* _What is expected_
Lines below that include "feather" are the answer; copy each one.
-- Records supplied follows --
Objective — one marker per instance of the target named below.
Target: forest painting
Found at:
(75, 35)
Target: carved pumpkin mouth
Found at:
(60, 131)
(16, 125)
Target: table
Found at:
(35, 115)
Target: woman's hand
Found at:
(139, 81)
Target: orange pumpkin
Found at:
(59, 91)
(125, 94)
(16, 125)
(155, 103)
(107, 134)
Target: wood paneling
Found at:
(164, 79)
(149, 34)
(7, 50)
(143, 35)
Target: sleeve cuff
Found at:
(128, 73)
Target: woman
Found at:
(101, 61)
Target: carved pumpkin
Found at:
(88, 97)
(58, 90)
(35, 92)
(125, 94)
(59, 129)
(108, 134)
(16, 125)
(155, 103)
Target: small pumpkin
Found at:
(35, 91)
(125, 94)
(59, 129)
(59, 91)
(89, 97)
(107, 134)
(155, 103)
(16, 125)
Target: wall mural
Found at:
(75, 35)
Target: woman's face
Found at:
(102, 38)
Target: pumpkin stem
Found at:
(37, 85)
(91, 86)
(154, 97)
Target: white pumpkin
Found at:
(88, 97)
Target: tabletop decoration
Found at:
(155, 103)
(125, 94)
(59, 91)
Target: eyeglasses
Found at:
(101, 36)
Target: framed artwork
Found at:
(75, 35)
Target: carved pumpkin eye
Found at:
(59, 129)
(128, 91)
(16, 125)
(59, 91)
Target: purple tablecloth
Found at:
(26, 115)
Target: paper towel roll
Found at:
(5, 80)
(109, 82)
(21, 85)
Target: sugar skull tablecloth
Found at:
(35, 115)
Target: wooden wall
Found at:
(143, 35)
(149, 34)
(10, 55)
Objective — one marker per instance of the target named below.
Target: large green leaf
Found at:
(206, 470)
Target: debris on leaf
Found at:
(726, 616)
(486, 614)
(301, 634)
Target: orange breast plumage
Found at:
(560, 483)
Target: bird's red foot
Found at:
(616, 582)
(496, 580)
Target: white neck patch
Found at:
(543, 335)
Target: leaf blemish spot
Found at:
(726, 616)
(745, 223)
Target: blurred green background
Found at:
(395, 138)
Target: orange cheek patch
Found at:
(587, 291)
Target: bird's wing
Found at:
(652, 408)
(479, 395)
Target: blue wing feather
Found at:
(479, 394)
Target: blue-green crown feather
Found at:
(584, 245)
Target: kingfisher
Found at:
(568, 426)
-- Records supplied concluded --
* _Answer box_
Target: blue wing feather
Target: blue-green crown feather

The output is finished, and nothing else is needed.